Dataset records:

________________________

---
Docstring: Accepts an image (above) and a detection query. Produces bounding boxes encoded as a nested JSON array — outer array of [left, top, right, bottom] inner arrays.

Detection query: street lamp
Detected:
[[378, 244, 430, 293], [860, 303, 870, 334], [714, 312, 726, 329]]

________________________

* [Your objective]: Without altering anything, print all of the data again.

* [Response to the task]:
---
Docstring: Accepts an image (above) and a detection query. Produces bounding boxes encoded as a nested JSON array — outer array of [left, top, right, bottom] inner arrays.

Detection query: street lamp
Detected:
[[378, 244, 430, 293], [860, 303, 870, 334], [714, 312, 726, 329]]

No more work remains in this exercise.